**Direction 1**
Collect every line of the records that contains the string "white".

**Text excerpt**
Theodore Roosevelt by Lewis L. Gould, Oxford University Press.
In an age of the kitchen-sink-and-all cinderblock biography, the art of the short potted life story was for some years neglected. Then Penguin began to put out the Brief Lives series and rekindled the format. A good thing, really. Life is short.
At 78 pages of text, Gould’s Theodore Roosevelt runs the risk of being a little too brief, not quite Wikipedia fodder, but still, pushing the limits. Bit of a tour de force, considering all that the author has to include- Roosevelt forebears, childhood, schooling, stints as New York State Assemblyman, Governor of New York, Vice President, deputy sheriff in the Dakota Territory, Police Commissioner of New York City, U.S. Civil Service Commissioner, Assistant Secretary of the Navy, Lieutenant Colonel United States Army, Vice President, president, and post-president. Each one is enough for a book, and in some cases have gotten them.
Happily, Gould has pulled it off a little masterpiece. He’s had five decades to let the material steep, and the distillation here is remarkable. Requisite high-points are pointed out, their significance to the subject himself or to history at large are underscored, and thought provoking observation are made.
Gould has no problem with pointing out the subject’s dark spots (e.g. race), sometimes forthrightly, other times with the odd little razor cuts that you could miss if you’re in a hurry:
In writing to his sister from college, he notes: “I stand 19th in the class, which began with 230 fellows. There is only one gentleman stands ahead of me” (In checking the class records for 1880, I notice two relatives of mine. I’m pretty sure neither was the “gentleman” he was referring to.)
Good Things about Roosevelt: Panama Canal (though the skullduggery of getting there was arrogant in the extreme); Wild Lands Conservation; Peace between Russia and Japan; Pure Food and Drug Act.
Less Good Things: contempt for lesser breeds; fiddling with other countries’ business; an over-enthusiasm for war; an inability not to leave things alone.
Clearly there’s plenty on the Roosevelt buffet table for all tastes- neo-Imperialists, conservationists, progressives, naturalists, writerly types, policy wonks, war buffs, boy’s own adventurists, self-improvement types. He’s almost a parody of each of these, in part because of his, let’s face it, ridiculous appearance and overbearing behavior. (The Rough Riders? What on earth was that all about? Imagine say, Bill Clinton calling for a regiment of volunteers to go on a half-baked shoot-em-up in Afghanistan. Doesn’t bear thinking on.)

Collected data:
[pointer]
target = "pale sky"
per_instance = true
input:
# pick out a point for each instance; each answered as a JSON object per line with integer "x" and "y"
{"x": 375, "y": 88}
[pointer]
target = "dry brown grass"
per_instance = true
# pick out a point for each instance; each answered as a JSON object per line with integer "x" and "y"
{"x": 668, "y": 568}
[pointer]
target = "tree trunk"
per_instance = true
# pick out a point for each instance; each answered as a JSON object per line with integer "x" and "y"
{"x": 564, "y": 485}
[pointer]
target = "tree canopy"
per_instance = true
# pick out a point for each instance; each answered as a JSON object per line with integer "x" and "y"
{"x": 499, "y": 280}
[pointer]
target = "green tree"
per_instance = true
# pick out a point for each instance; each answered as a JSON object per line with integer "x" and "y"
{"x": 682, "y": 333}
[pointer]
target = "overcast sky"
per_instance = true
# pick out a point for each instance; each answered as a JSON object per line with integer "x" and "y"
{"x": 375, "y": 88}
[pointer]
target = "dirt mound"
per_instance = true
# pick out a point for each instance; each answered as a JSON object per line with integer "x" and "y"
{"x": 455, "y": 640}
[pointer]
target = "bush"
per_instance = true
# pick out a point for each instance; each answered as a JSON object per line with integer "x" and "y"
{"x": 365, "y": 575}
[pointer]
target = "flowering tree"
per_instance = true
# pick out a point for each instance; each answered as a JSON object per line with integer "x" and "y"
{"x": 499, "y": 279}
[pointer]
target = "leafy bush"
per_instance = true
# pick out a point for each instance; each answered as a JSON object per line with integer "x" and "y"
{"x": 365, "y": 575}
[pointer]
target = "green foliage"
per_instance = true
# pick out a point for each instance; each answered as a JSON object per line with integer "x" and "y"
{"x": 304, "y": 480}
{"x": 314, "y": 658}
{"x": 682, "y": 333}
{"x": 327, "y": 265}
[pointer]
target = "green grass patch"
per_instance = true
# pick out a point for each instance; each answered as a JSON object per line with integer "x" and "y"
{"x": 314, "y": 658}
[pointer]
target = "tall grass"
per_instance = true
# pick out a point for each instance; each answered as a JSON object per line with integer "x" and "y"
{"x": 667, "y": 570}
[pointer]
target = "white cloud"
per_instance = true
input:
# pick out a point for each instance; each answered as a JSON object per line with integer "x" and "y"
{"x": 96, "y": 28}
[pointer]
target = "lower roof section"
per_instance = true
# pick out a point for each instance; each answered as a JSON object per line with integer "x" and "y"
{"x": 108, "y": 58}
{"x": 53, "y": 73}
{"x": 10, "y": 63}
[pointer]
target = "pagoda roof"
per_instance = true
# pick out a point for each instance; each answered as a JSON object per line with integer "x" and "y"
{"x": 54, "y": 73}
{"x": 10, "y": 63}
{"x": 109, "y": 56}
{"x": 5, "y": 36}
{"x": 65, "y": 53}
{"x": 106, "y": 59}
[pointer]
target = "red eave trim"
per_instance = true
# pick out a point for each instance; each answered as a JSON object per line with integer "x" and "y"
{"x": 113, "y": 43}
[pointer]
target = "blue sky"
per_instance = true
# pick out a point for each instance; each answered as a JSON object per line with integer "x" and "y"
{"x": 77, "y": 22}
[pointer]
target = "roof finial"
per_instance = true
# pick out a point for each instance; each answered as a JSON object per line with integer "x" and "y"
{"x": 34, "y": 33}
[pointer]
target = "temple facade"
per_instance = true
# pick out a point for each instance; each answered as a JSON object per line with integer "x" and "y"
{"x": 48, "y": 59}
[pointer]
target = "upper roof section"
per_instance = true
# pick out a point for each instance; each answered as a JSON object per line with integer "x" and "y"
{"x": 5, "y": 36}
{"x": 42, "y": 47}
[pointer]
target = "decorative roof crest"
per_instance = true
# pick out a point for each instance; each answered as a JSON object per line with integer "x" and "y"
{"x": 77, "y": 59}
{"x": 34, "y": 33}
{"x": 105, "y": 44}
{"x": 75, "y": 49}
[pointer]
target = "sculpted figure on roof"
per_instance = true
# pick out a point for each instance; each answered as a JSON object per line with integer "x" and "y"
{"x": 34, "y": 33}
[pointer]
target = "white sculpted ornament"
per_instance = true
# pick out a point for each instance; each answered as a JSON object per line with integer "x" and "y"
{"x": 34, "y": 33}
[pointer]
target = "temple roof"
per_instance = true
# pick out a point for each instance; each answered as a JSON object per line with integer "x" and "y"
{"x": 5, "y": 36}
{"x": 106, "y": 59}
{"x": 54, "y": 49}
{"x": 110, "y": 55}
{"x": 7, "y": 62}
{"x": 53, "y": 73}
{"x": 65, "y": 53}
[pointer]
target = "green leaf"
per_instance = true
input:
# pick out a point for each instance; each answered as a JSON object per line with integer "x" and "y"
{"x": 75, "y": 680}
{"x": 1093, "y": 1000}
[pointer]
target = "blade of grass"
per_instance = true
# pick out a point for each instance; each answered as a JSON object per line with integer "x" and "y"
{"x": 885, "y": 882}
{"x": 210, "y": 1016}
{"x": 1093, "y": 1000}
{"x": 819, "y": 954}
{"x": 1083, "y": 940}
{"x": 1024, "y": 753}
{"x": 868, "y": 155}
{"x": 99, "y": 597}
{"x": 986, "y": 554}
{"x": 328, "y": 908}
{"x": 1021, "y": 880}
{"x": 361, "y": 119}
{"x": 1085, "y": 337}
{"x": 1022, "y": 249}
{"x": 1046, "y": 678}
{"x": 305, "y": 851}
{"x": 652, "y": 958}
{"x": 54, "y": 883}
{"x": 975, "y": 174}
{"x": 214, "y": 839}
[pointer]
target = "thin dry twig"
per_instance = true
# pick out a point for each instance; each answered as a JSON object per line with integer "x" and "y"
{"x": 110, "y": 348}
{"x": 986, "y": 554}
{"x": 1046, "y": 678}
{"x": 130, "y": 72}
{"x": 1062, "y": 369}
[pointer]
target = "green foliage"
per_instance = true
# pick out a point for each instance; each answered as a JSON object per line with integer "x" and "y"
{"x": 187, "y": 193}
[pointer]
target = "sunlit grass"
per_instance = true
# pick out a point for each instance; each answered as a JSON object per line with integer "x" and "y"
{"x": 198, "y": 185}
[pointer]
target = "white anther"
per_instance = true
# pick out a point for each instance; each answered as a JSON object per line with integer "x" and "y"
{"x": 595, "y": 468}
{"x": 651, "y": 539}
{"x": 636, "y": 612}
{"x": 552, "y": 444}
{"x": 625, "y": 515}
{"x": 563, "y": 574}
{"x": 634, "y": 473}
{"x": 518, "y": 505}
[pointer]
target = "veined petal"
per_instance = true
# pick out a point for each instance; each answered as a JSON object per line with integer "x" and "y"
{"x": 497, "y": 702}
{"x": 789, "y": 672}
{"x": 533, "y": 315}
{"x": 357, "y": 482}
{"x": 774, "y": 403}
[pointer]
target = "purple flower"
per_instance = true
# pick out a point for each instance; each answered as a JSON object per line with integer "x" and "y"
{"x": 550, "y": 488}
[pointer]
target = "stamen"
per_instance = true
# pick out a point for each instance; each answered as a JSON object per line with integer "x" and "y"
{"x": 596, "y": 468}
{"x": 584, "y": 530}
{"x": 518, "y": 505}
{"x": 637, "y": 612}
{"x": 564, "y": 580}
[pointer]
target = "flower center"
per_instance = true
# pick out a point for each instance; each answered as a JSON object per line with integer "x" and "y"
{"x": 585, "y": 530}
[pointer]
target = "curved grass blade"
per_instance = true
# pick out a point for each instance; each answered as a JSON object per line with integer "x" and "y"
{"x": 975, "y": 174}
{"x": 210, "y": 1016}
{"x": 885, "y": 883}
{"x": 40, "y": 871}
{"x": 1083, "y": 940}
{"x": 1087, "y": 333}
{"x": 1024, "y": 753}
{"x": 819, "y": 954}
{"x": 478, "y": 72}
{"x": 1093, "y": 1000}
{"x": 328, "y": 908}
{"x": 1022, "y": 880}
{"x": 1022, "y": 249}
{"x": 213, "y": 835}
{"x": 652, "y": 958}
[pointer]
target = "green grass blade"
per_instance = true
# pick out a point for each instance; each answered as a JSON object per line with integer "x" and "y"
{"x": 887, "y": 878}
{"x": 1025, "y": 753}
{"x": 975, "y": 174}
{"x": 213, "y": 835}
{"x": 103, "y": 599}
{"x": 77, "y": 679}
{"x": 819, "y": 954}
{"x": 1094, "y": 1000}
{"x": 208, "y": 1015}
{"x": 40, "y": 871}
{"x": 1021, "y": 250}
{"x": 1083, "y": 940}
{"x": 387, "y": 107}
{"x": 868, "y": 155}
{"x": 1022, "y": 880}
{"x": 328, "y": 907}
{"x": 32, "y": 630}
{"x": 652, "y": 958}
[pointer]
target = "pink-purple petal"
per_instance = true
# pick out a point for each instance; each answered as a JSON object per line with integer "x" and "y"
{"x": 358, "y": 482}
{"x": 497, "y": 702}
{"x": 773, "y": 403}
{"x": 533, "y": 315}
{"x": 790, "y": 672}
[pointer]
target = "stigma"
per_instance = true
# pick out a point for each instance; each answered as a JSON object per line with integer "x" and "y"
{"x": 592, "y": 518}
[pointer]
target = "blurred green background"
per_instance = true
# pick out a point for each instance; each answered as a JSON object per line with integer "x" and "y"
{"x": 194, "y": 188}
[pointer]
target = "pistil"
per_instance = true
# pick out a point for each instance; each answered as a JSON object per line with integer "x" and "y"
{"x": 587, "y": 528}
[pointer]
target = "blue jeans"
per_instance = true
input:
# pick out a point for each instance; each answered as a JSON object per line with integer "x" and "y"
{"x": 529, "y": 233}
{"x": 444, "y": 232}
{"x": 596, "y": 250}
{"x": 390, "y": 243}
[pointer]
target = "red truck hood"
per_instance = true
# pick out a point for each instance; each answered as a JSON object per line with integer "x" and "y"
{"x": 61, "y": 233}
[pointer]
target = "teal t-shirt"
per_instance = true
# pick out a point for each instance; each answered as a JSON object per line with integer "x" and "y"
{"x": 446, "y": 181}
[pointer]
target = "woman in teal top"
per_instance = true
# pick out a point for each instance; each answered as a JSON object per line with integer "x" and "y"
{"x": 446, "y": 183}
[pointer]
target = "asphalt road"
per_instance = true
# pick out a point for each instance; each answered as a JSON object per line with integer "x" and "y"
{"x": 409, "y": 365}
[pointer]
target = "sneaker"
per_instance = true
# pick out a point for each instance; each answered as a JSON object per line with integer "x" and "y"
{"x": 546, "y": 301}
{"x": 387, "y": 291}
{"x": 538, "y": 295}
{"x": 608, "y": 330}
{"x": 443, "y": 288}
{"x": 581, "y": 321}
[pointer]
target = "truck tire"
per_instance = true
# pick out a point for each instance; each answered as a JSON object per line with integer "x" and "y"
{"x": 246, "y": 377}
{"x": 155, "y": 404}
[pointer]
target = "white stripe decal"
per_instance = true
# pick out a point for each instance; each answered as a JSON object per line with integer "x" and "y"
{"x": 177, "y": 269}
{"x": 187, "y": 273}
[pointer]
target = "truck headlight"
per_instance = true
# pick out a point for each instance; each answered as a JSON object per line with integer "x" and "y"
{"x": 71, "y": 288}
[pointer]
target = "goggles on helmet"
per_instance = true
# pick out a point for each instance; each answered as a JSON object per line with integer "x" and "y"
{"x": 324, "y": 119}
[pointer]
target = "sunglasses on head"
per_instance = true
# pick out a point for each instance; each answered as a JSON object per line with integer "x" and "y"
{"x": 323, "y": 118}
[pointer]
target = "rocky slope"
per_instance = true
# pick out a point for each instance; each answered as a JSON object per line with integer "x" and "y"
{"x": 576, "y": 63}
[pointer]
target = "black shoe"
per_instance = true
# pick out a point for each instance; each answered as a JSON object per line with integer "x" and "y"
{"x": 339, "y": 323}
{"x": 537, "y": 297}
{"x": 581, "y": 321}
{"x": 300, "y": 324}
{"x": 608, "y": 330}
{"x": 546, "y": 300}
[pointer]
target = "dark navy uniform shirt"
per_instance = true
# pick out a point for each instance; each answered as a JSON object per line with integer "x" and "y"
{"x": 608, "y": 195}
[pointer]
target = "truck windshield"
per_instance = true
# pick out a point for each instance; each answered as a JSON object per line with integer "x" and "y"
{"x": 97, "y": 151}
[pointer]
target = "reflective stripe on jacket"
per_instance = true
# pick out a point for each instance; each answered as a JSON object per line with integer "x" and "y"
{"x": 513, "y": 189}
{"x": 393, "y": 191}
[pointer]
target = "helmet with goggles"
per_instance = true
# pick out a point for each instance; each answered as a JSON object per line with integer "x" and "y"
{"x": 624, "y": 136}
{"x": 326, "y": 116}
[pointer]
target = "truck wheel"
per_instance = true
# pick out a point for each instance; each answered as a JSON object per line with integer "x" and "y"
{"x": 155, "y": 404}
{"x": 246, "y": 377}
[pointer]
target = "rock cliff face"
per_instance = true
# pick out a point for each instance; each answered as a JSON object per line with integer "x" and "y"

**Direction 2**
List the items that the review of Theodore Roosevelt places under "Good Things about Roosevelt."

**Exercise answer 1**
target = "white cloud"
target = "white sculpted ornament"
target = "white anther"
target = "white stripe decal"

**Exercise answer 2**
Panama Canal
Wild Lands Conservation
Peace between Russia and Japan
Pure Food and Drug Act